• **EXERCISE**:
An exact restatement of the records below is expected.

• **THE INPUT**:
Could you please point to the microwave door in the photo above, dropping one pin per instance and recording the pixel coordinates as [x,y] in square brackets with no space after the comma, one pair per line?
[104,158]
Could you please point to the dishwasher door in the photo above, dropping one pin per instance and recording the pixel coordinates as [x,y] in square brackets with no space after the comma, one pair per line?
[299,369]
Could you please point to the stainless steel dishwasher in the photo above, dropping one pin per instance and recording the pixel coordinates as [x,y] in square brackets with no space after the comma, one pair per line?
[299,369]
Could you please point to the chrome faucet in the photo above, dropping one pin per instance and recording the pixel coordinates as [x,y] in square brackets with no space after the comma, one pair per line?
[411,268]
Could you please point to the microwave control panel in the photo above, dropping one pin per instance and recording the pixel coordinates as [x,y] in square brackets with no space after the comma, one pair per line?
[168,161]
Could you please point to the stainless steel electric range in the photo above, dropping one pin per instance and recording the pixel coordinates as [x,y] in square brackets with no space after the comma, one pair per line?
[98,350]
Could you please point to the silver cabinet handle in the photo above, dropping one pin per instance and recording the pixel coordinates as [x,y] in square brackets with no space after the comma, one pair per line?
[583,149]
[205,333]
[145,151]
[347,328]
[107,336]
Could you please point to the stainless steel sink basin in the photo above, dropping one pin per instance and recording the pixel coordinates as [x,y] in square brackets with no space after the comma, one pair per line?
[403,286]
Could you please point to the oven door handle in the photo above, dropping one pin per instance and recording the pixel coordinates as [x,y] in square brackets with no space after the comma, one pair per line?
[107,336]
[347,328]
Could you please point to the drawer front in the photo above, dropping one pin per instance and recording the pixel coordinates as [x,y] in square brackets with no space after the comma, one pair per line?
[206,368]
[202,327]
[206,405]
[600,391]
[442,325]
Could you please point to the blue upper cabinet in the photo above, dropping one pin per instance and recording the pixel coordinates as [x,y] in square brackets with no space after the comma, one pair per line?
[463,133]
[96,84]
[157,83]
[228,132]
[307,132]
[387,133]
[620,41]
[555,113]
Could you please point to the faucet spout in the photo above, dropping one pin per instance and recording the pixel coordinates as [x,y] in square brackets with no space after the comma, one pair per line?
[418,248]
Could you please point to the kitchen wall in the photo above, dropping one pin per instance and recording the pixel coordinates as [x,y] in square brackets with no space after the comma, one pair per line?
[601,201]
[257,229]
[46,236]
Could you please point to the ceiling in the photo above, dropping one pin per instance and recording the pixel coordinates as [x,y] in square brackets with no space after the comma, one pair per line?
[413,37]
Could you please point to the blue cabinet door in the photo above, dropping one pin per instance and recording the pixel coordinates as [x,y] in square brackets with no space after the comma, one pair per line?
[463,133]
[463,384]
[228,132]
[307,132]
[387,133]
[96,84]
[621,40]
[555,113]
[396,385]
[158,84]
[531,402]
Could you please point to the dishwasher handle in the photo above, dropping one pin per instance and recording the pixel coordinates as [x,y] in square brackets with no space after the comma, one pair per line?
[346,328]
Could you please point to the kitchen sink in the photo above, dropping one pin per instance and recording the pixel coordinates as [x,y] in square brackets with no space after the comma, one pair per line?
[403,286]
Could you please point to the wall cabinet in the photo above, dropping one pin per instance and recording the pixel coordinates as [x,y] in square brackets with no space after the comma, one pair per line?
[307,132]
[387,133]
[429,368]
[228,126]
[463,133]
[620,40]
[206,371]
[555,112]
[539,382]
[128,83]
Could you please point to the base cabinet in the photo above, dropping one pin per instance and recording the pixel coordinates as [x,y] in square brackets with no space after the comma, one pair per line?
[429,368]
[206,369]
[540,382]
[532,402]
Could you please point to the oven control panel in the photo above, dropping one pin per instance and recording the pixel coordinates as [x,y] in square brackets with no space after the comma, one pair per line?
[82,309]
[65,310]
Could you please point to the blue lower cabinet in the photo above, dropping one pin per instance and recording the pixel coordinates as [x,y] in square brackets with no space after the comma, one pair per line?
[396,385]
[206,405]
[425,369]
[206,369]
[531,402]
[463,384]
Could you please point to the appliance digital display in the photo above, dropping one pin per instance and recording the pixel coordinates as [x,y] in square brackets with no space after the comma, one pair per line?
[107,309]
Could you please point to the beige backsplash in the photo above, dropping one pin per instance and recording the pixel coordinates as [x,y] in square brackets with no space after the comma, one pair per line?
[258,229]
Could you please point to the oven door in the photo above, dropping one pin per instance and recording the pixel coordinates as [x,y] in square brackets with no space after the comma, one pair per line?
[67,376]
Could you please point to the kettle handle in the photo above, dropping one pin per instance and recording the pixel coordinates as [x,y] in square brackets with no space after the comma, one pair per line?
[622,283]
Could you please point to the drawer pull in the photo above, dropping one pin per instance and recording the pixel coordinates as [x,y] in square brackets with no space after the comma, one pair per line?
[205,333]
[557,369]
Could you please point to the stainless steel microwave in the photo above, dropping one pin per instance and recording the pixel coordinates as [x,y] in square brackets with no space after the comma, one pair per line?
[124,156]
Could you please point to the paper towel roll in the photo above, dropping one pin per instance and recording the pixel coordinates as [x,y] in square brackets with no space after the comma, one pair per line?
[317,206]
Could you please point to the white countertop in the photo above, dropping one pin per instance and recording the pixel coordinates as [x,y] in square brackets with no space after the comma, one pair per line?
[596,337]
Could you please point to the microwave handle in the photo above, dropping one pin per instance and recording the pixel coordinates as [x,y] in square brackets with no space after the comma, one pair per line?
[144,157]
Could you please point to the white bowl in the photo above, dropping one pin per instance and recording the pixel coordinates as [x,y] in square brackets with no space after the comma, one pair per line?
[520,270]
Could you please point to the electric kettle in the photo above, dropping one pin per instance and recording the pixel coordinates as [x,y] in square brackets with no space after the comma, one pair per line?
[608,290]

• **ANSWER SPACE**:
Could you please point to the microwave door in the photo above, dropping one pin per instance and recording the pixel coordinates as [x,y] in square brackets with no space after the comma, one pair per line?
[104,158]
Could you please point to the dishwasher door in the photo above, dropping one pin per instance and recording the pixel coordinates as [x,y] in square brackets with no space after the comma, one pair per line?
[299,369]
Could you please point to the stainless steel dishwasher in the photo above, dropping one pin per instance and recording the pixel coordinates as [x,y] in square brackets with no space after the comma, one pair per line?
[299,369]
Could you please point to the chrome faucet in the photo above, dropping one pin per instance and recording the pixel coordinates as [x,y] in square brackets with no space after the comma, one pair per line?
[411,268]
Could you please point to the microwave control panel in the photo above, dropping one pin per instance and recording the pixel coordinates as [x,y] in square brackets with no space after the comma, one pair per line?
[168,161]
Could you please point to the stainless steel electric range in the photo above, dropping one pin per instance and recording the pixel coordinates as [x,y] in square brackets with no space after the comma, one pair per line?
[98,350]
Could you please point to the silver cabinet handle in the photo above, dropping one pin per instance and recording the pixel coordinates as [x,y] in square brackets with no space after the comma, one pair per line?
[583,149]
[205,333]
[145,151]
[347,328]
[107,336]
Could you please point to the stainless steel sink basin in the photo above, dropping one pin per instance and recording the pixel coordinates as [x,y] in square brackets with no space after the comma, one pair per line?
[403,286]
Could you please point to the oven door handle in the photo above, dropping one pin per instance and recording the pixel coordinates as [x,y] in square brackets with no space after the comma, one pair per line?
[107,336]
[347,328]
Could you please point to the drawer front in the photo above, dropping one pin per instance and recording the pixel coordinates as [x,y] in square brackets with no space after the comma, one pair per line?
[206,368]
[202,327]
[206,405]
[600,391]
[442,325]
Could you please point to the blue upper cabinet in the photo above, dropping one pin per instance and recording the pixel coordinates as [x,y] in square brackets with no space after the comma, one pair per line?
[463,133]
[96,84]
[157,83]
[228,132]
[307,132]
[387,133]
[620,41]
[555,113]
Could you please point to the faucet spout in the photo above, dropping one pin per instance and recording the pixel coordinates as [x,y] in square brackets with no space after the comma, one pair per line?
[418,248]
Could you please point to the kitchen wall in the photo above, dropping one pin per instance and recording the pixel coordinates as [x,y] in square brackets with no space after the comma, one pair per line?
[601,201]
[257,229]
[46,236]
Could you please point to the ceiling in the photo above, dropping one pin per instance and recording the pixel coordinates as [x,y] in square brackets with no space after the comma, one pair per line?
[413,37]
Could you please point to the blue cabinet door in the photo above, dropping one pin per instance and recording the pixel coordinates as [x,y] in square brackets with no space after the comma, one pair per line?
[463,133]
[463,384]
[228,132]
[307,132]
[387,133]
[96,84]
[621,40]
[555,113]
[396,385]
[158,84]
[531,402]
Could you please point to the dishwasher handle in the photo above, dropping one pin per instance and recording the pixel coordinates as [x,y] in square brackets with no space after the comma, one pair per line?
[346,328]
Could you please point to the kitchen sink in the photo above, dropping one pin per instance and recording the pixel coordinates as [x,y] in square brackets with no space after the comma, one pair per line?
[403,286]
Could you please point to the wall cabinet in the photo above, dropping one pin per instance and recording the pixel coordinates as [x,y] in square brackets with no space after the comma, one pair per line?
[307,132]
[387,133]
[429,368]
[228,126]
[463,133]
[620,40]
[206,371]
[555,112]
[539,382]
[128,83]
Could you please point to the base cabinet in the photo above, dropping one pin per instance and recording the pixel coordinates as [x,y] in square brackets with no space after the comma, one pair per line?
[429,368]
[206,369]
[540,382]
[532,402]
Could you please point to the oven control panel in the photo above, dropping one pin per instance and recording the pixel coordinates as [x,y] in square brackets with no space after the comma, one pair per line?
[82,309]
[65,310]
Could you please point to the blue lower cabinet in the photo above, dropping one pin per instance and recording the pixel coordinates as [x,y] in square brackets with no space after the comma, one pair per line?
[396,385]
[206,405]
[425,369]
[206,369]
[531,402]
[463,384]
Could you please point to the appliance digital display in the photo above, dropping one pin per instance and recording the pixel coordinates as [x,y] in square brackets with no space after the comma, one pair per line?
[107,309]
Could you please point to the beige backsplash in the photo above, dropping one pin per instance and recording the pixel coordinates as [x,y] in square brackets with no space after the comma, one pair per line?
[258,229]
Could you please point to the oven door in the photo above, dropping one pin per instance and recording the pixel coordinates as [x,y] in square brackets with no space after the comma, one pair per line?
[67,376]
Could you please point to the kettle handle in the photo above, dropping one pin per instance and recording the pixel coordinates as [x,y] in square brackets with no space after the comma, one pair per line?
[622,283]
Could you please point to the drawer pull in the photo above, dropping one pin per instance and recording the pixel coordinates as [x,y] in square brackets with no space after the comma, one pair per line?
[205,333]
[557,369]
Could you please point to the stainless steel microwave in the photo above, dropping one pin per instance and recording the pixel coordinates as [x,y] in square brackets with no space after the comma, one pair per line?
[124,156]
Could you please point to the paper towel roll in the photo above, dropping one pin per instance and recording the pixel coordinates as [x,y] in square brackets with no space after the comma, one pair per line?
[317,206]
Could you please point to the white countertop in the photo above, dropping one pin per instance and recording the pixel coordinates as [x,y] in square brackets with no space after the comma, one pair per line?
[596,337]
Could you please point to the microwave handle in the photo above, dropping one pin per instance and recording the pixel coordinates as [x,y] in square brackets with no space after the comma, one pair per line?
[144,157]
Could you please point to the white bowl in the photo above, dropping one pin per instance and recording the pixel coordinates as [x,y] in square brackets with no space after the comma, one pair per line?
[520,270]
Could you please point to the electric kettle in the photo above, dropping one pin per instance and recording the pixel coordinates as [x,y] in square brackets with no space after the comma, one pair per line?
[608,290]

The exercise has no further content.